(Activity)
Tally up how many lines in the listing below contain the string "window", and give only the total.

--

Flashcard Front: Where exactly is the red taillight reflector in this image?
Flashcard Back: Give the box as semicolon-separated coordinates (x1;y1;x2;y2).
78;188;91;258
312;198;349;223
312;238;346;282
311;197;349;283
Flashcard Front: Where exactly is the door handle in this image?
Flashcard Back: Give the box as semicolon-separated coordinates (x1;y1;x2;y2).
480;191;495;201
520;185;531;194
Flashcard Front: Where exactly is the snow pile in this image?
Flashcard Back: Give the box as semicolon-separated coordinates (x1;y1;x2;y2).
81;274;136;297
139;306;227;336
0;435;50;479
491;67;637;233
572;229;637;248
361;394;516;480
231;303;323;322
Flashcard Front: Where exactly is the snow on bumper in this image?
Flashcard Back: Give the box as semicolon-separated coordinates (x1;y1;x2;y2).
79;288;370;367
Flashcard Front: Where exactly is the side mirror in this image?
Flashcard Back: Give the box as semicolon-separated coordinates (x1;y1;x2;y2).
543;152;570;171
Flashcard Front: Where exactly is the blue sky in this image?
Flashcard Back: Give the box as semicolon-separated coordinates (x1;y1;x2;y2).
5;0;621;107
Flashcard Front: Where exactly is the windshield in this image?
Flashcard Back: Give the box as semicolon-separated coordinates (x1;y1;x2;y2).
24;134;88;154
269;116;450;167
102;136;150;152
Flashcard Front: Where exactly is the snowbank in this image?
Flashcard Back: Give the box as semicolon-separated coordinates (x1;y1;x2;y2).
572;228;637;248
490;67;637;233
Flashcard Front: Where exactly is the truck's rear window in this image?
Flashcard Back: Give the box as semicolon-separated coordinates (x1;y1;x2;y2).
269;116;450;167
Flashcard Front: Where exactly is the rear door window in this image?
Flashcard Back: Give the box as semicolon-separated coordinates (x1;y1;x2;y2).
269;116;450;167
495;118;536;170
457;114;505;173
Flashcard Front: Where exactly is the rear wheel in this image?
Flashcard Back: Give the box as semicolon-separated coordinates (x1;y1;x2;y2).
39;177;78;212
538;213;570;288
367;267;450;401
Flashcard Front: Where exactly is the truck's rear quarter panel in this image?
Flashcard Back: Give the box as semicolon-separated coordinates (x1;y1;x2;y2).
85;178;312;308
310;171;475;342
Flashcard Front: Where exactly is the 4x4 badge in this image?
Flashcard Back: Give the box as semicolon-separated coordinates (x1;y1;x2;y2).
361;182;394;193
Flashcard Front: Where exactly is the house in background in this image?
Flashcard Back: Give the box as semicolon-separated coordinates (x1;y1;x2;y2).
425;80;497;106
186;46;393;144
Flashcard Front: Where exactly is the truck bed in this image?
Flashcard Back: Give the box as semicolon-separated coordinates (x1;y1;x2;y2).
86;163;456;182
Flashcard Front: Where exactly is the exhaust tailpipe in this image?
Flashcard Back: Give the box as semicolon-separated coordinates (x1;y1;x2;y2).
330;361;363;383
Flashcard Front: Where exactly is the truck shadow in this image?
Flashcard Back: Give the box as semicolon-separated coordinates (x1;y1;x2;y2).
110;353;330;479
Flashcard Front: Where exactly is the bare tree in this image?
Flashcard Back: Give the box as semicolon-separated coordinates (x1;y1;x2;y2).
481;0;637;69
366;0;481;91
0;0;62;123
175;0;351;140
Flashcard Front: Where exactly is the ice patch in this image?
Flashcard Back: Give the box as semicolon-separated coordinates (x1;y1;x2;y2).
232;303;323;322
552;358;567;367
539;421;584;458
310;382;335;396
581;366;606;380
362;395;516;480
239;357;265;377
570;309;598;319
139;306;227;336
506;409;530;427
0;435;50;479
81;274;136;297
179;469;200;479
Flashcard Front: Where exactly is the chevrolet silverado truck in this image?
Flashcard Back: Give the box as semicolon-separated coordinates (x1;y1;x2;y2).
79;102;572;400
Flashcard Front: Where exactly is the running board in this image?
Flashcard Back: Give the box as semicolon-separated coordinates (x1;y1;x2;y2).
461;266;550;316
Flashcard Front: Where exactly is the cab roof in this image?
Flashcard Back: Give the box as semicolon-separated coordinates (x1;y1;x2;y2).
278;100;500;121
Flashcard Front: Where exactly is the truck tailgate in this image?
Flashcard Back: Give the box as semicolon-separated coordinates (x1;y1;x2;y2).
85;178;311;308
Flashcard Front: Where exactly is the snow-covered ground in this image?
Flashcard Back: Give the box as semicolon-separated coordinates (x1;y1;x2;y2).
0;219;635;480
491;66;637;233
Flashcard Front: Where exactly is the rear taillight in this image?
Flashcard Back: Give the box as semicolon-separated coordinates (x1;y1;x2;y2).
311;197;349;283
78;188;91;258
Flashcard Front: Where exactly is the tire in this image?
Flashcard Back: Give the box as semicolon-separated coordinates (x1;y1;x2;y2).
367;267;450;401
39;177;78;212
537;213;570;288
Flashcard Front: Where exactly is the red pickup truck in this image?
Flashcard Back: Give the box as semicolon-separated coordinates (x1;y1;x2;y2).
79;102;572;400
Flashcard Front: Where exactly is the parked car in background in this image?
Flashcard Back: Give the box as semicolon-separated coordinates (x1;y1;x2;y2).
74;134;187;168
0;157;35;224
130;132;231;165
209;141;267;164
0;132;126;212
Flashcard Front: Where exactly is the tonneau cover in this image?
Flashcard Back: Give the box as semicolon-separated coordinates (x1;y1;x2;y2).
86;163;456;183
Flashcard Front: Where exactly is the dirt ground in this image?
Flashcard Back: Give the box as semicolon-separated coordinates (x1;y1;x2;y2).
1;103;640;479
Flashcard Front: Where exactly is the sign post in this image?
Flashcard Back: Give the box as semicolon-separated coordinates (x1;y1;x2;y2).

--

(Answer to this problem)
2